# Given text
********************

Fikret Abdić (born 29 September 1939), also known as Babo, is a Bosnian politician and businessman who first rose to prominence in the 1980s for his role in turning the Velika Kladuša-based agriculture company Agrokomerc into one of the biggest conglomerates in SFR Yugoslavia. He won the popular vote in the Bosnian presidential elections of 1990.[1]

In the early 1990s, during the Bosnian War, Abdić declared his opposition to the official Bosnian government, and established the Autonomous Province of Western Bosnia, a small and short-lived province in the northwestern corner of Bosnia and Herzegovina composed of the town of Velika Kladuša and nearby villages.

The mini-state existed between 1993 and 1995 and was allied with the Army of Republika Srpska.[2][3] In 2002, he was convicted on charges of war crimes against Bosniaks loyal to the Bosnian government by a court in Croatia and sentenced to 20 years imprisonment,[4] which was later reduced on appeal to 15 years by the Supreme Court of Croatia.

********************

# Data excerpts
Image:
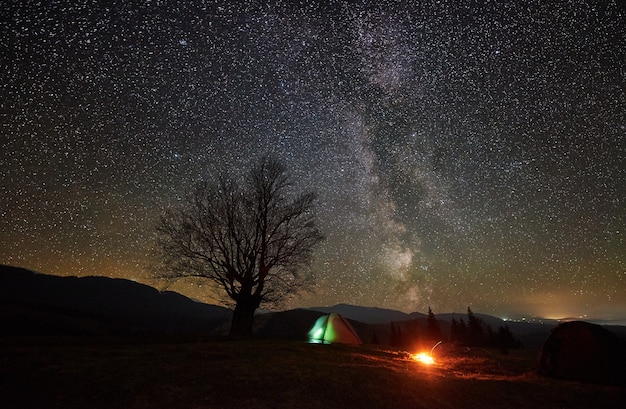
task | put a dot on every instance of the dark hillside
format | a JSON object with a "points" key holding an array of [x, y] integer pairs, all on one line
{"points": [[39, 304]]}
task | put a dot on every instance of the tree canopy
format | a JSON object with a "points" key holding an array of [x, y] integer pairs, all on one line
{"points": [[248, 236]]}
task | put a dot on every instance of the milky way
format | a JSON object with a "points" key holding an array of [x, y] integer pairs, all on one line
{"points": [[468, 154]]}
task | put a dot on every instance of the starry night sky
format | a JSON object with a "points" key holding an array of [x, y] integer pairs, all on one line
{"points": [[468, 154]]}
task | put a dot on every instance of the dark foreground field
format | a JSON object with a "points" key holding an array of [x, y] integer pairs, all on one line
{"points": [[263, 374]]}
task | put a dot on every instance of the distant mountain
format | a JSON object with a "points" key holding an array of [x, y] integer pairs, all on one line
{"points": [[368, 315], [37, 304]]}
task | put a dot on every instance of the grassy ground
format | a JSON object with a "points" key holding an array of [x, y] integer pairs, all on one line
{"points": [[263, 374]]}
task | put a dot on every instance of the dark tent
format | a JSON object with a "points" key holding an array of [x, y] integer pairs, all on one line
{"points": [[585, 352]]}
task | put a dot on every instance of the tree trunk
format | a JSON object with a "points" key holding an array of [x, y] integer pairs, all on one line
{"points": [[243, 316]]}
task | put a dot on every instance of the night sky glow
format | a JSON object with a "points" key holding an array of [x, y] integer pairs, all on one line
{"points": [[465, 153]]}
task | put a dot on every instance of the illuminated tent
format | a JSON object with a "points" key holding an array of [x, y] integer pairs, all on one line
{"points": [[333, 329]]}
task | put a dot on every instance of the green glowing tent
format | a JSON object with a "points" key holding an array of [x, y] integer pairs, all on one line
{"points": [[333, 329]]}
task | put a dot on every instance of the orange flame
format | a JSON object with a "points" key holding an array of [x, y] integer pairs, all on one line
{"points": [[424, 358]]}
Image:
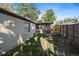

********************

# Problems
1. In the passage on Fikret Abdić, what did the Supreme Court of Croatia reduce his sentence to on appeal?
2. Summarize the passage on Fikret Abdić in two sentences.
3. Write a continuation of the passage on Fikret Abdić, starting after its final sentence.

# Outputs by task
1. 15 years of imprisonment.

2. Fikret Abdić is a Bosnian politician and businessman who became prominent in the 1980s by turning Agrokomerc into one of the largest conglomerates in SFR Yugoslavia, and he won the popular vote in the 1990 Bosnian presidential elections. During the Bosnian War he opposed the Bosnian government and set up the Autonomous Province of Western Bosnia, which was allied with the Army of Republika Srpska from 1993 to 1995, and in 2002 a Croatian court convicted him of war crimes and sentenced him to 20 years, later reduced to 15 on appeal.

3.
On 9 March 2012, he was released after having served two thirds of his reduced sentence.[5] He was imprisoned again in June 2020 on suspicion of abuse of his office as Mayor.[6]

Early life[edit]

Fikret Abdić was born in the village of Donja Vidovska, Velika Kladuša, Kingdom of Yugoslavia on 29 September 1939.[7]

Early career[edit]

After completing his studies in agronomy, Abdić, as a relatively young engineer, became the director of the Agricultural Cooperative (Agrokomerc) in Velika Kladuša. By raising the small agricultural cooperative into a modern food combine which employed over 13,000 workers, the economy of the entire area was boosted and living standards improved, in a region previously unindustrialized and undeveloped.[2]

Agrokomerc transformed Velika Kladuša from a poverty-struck region to a regional powerhouse. Agrocomerc became recognizable countrywide utilzing advertising and marketing extremely skillfully, to the point that Agrokomerc's mascot, a chef with a tall white cap, was as ubiquitous as Vučko or Zagi (the 14th Summer Universiade's mascot). Tops biscuits, Agrokomerc's main product (a copy of the Jaffa Cakes), almost pushed its more famous predecessor off the market, in SR Bosnia and Herzegovina.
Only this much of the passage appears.